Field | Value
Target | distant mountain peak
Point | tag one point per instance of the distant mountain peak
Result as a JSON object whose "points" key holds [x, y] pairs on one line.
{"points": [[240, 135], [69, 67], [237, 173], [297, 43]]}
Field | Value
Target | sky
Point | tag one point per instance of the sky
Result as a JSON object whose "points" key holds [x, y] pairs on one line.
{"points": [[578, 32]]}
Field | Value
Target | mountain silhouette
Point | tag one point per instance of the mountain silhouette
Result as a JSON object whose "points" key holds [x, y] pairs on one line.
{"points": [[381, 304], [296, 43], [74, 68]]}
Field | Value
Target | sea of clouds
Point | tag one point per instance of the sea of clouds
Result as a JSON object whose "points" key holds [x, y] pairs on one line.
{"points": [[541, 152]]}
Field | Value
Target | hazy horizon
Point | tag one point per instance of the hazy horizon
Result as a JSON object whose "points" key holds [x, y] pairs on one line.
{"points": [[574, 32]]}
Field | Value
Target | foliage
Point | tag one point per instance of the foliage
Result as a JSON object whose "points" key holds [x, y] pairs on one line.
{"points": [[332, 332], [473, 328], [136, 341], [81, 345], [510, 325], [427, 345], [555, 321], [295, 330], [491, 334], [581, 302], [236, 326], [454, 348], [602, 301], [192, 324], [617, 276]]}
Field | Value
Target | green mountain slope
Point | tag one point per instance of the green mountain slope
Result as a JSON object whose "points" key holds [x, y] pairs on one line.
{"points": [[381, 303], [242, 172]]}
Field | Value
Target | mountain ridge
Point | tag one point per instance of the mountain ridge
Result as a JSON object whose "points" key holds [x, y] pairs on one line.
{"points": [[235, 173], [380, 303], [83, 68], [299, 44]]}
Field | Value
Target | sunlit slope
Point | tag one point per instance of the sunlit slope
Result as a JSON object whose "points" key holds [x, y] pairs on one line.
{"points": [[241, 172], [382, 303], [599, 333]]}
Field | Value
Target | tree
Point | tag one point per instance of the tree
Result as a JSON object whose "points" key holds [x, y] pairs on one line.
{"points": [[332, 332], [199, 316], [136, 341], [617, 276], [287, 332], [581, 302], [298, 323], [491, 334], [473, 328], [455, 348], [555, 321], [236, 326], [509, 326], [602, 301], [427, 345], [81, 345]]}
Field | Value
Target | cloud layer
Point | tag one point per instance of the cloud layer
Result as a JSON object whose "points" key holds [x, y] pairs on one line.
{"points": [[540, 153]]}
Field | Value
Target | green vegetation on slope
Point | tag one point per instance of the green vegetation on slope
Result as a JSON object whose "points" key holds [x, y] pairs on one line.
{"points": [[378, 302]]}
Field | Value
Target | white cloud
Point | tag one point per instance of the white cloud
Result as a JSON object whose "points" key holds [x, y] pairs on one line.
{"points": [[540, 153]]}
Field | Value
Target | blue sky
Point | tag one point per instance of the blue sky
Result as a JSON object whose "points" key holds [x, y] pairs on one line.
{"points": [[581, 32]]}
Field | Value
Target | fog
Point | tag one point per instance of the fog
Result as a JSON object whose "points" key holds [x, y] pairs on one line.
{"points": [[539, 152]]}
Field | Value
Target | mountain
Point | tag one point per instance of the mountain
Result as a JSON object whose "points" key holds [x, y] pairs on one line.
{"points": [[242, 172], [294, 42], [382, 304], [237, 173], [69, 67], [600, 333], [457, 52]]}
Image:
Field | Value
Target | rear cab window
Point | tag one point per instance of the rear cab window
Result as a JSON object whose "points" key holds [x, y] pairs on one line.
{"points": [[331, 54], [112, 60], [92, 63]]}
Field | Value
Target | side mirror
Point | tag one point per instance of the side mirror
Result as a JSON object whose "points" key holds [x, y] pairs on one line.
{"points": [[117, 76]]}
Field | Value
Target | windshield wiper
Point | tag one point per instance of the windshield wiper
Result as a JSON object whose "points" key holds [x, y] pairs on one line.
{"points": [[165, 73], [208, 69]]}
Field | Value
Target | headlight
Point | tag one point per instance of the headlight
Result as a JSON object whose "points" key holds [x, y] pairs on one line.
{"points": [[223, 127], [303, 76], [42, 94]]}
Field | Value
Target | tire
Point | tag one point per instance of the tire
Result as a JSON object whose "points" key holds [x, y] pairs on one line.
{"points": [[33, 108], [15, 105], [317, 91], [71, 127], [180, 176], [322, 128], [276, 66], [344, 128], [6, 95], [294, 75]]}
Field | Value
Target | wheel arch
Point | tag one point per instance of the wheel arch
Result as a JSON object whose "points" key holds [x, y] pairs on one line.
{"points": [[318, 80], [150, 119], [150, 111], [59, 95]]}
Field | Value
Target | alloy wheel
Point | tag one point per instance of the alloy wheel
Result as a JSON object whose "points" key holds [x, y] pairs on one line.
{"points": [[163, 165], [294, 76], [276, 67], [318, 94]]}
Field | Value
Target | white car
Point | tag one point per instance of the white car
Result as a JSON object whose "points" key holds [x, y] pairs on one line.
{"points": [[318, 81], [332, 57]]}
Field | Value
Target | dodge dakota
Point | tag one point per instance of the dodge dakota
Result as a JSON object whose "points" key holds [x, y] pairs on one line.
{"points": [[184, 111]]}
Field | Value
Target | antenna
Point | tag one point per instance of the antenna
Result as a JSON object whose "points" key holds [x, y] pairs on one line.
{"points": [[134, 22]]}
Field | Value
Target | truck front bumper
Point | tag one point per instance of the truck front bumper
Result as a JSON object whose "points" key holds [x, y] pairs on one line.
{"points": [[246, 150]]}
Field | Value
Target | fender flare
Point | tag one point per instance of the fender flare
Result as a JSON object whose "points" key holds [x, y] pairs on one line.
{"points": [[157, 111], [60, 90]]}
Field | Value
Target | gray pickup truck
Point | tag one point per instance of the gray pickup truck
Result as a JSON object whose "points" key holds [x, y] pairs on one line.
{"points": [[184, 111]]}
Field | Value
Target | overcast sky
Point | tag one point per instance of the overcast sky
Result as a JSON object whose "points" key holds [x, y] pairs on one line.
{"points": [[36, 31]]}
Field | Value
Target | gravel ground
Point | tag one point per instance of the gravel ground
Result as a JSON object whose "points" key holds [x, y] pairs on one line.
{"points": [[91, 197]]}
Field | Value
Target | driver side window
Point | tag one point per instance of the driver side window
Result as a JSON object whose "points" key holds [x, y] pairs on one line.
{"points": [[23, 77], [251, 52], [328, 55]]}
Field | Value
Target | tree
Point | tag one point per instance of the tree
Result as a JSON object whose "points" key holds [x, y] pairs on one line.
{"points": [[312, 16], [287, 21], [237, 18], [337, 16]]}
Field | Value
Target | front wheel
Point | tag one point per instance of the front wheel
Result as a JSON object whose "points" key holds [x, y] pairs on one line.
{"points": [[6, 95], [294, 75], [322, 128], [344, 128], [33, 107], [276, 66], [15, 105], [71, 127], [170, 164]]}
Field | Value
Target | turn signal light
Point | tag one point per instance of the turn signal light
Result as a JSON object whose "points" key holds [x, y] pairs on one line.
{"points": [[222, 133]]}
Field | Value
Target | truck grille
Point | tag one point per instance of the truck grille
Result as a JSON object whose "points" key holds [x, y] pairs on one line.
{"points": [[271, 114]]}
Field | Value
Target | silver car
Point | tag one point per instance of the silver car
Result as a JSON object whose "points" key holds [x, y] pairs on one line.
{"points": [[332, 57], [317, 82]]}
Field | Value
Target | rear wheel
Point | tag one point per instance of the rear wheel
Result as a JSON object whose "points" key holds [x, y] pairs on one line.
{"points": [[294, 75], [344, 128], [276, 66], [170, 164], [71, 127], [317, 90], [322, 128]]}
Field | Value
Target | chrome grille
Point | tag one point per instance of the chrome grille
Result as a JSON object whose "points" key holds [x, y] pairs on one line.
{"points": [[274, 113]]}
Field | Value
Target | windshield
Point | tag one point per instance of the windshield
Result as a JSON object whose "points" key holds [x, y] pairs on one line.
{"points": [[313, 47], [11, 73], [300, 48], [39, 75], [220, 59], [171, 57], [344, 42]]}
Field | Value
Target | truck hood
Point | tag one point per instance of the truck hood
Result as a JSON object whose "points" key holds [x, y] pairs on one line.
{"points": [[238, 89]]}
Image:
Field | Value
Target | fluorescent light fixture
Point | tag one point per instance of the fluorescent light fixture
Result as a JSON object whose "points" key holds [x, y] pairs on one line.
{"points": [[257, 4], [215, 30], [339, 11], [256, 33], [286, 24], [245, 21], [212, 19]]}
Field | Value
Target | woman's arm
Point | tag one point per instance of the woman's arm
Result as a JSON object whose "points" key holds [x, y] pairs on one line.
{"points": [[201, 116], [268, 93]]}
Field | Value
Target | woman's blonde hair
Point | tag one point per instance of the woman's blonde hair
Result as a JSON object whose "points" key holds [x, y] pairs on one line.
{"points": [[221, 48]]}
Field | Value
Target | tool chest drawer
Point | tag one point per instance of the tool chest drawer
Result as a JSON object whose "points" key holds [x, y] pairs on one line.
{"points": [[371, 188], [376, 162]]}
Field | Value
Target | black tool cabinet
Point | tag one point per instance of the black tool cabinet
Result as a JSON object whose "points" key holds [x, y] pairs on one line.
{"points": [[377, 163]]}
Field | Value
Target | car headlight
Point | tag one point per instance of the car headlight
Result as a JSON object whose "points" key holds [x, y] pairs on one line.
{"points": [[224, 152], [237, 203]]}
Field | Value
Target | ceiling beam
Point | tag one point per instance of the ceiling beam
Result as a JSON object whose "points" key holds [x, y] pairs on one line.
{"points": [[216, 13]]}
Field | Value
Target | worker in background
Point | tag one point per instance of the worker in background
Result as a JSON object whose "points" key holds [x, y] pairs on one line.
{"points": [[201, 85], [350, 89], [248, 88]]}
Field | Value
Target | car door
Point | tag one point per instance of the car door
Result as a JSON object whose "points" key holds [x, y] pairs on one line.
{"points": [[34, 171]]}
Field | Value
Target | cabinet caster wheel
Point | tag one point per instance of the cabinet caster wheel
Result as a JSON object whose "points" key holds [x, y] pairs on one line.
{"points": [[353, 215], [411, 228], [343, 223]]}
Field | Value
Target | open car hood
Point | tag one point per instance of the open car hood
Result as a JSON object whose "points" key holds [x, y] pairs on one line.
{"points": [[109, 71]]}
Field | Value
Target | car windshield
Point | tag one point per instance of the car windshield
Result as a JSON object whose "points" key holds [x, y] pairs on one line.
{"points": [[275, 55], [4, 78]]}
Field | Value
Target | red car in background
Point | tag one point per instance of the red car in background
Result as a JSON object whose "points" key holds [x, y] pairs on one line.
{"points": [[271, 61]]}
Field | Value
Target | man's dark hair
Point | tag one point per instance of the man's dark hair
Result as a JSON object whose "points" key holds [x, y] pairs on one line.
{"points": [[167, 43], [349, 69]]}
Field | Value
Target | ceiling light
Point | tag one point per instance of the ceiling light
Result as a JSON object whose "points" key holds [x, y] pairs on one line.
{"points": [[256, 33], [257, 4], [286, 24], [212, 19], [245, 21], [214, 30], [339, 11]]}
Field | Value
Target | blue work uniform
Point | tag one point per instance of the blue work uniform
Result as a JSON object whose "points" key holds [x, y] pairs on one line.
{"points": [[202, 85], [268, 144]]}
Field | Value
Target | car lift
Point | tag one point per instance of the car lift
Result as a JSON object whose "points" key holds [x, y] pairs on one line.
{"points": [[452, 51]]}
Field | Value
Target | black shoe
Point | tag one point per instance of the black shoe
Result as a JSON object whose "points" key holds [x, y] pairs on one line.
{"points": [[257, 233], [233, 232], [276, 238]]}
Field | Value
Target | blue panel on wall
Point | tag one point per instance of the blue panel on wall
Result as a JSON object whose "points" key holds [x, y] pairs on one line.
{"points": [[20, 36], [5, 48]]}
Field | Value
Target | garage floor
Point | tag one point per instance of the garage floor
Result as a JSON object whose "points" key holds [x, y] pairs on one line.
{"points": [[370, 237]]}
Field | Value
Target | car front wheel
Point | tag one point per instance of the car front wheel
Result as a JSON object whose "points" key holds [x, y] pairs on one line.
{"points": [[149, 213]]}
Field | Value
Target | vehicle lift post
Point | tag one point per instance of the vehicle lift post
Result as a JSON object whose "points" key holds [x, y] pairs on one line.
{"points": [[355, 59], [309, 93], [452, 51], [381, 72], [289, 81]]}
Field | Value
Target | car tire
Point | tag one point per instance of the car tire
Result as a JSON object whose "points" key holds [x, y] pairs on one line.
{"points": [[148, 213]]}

### [Exercise task]
Gather every line in the listing above that contains the string "flare", and copy each line in full.

### [Result for this exercise]
Target | fender flare
Point | tag one point per instance of the fender flare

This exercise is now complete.